- **Do this**:
Reproduce the items starting at the line that contains "Task: spot one point per instance of the blue" and ending at the end of the items, renaming "surgical mask" to "face mask" and leaving everything else unchanged. Give only those lines.

- **Exercise material**:

════════

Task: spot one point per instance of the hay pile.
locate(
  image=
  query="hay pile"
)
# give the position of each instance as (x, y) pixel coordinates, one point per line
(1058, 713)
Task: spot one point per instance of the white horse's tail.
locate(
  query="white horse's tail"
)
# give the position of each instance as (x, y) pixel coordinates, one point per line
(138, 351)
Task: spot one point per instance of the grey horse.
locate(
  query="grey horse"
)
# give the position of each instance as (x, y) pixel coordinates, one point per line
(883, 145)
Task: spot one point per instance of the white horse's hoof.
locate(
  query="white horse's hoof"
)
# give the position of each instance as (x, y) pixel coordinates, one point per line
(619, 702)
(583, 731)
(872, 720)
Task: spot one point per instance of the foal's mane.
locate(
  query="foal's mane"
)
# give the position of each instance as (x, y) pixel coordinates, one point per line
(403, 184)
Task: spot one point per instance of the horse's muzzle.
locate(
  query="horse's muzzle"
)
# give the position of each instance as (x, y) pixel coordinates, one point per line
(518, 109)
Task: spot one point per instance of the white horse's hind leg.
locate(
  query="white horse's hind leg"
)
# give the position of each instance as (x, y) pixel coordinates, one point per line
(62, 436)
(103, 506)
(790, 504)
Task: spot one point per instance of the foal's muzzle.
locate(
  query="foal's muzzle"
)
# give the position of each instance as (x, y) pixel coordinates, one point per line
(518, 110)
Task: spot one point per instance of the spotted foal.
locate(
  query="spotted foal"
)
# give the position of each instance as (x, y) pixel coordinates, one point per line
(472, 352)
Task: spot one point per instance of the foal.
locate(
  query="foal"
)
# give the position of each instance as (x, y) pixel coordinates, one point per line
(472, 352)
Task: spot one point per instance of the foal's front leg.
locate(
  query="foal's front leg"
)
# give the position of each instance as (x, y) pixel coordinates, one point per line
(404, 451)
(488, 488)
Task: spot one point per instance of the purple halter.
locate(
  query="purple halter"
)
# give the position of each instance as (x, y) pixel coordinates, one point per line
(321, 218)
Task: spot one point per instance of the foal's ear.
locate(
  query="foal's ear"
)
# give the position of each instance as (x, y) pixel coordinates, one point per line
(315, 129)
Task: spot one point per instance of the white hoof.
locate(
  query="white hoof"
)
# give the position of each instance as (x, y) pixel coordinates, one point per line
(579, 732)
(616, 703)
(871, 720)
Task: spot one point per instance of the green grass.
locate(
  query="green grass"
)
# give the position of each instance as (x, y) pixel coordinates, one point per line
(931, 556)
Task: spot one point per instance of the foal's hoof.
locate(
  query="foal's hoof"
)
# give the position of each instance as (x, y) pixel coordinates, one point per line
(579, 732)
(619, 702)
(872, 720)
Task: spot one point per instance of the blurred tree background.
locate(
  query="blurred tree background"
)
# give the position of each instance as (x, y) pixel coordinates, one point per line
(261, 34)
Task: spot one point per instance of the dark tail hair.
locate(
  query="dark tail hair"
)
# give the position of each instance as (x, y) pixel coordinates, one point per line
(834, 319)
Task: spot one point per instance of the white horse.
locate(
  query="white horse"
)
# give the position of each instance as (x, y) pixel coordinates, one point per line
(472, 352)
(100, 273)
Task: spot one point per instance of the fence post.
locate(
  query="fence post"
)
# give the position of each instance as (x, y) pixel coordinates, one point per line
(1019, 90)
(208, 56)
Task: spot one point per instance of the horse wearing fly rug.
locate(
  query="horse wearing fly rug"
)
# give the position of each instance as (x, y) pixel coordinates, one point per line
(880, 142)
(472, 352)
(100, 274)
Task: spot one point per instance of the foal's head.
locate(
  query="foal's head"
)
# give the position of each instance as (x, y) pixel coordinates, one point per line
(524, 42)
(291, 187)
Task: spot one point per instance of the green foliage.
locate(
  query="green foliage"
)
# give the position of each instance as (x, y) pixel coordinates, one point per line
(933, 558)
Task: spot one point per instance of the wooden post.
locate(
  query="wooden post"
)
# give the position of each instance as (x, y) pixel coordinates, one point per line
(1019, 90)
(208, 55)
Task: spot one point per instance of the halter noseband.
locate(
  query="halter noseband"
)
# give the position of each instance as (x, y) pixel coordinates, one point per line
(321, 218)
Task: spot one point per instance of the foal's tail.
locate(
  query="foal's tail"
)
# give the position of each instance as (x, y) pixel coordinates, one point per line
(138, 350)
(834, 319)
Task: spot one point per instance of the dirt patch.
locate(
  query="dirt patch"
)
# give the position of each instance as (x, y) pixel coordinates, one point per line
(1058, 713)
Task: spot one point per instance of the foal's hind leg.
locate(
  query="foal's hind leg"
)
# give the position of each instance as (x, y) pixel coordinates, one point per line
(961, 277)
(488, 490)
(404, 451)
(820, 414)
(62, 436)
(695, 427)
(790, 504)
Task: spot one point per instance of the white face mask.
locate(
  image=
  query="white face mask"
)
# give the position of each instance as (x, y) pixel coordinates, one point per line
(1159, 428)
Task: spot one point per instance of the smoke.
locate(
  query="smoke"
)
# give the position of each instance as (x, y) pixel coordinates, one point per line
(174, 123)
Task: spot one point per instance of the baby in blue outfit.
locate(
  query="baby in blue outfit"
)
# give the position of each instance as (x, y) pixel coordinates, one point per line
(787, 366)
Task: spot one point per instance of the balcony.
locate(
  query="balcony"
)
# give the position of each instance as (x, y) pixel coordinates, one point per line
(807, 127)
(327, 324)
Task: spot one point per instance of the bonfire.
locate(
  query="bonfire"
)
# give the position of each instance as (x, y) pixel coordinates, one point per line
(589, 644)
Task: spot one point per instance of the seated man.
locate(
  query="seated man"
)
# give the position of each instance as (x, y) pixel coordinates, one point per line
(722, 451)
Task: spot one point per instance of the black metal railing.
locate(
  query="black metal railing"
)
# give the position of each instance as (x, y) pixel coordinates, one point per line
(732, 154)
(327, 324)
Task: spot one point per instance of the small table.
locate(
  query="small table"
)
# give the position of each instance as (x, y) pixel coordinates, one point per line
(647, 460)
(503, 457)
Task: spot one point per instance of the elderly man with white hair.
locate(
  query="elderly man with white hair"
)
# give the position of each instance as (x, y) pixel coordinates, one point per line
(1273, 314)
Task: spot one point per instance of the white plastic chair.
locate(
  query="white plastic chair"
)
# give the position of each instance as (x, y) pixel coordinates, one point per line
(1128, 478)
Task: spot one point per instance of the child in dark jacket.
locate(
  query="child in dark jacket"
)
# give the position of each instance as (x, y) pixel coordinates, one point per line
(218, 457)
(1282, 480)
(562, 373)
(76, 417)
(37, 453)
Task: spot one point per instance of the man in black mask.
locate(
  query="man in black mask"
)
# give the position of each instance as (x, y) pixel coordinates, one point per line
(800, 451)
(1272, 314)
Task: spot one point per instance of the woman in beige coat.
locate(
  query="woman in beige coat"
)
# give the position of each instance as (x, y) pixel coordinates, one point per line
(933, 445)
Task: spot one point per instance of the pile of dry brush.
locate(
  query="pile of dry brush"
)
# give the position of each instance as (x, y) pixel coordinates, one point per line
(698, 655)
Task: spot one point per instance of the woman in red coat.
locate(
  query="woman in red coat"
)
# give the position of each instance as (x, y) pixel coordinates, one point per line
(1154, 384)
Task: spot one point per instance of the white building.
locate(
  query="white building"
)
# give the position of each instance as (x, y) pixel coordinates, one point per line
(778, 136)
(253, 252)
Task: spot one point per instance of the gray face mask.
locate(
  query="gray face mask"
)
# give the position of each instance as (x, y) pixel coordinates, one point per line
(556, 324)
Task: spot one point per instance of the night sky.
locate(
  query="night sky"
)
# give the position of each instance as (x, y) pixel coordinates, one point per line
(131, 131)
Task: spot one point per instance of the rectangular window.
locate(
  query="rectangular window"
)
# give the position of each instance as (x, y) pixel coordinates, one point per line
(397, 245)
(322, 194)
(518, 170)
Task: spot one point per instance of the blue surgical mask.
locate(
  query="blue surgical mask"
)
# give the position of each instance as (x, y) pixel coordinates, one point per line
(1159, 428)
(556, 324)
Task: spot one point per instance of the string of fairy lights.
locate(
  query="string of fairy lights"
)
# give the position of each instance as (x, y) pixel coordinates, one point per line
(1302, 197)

════════

- **Solution for this exercise**:
Task: spot one point per instance of the blue face mask.
locate(
  query="blue face mask"
)
# give the position of each instance as (x, y) pixel coordinates, one point per line
(1159, 428)
(556, 324)
Task: spot one point per instance of the string of fairy lights.
locate(
  query="string of fairy lights"
)
# give the position of each instance as (x, y) pixel coordinates, one point per line
(1302, 197)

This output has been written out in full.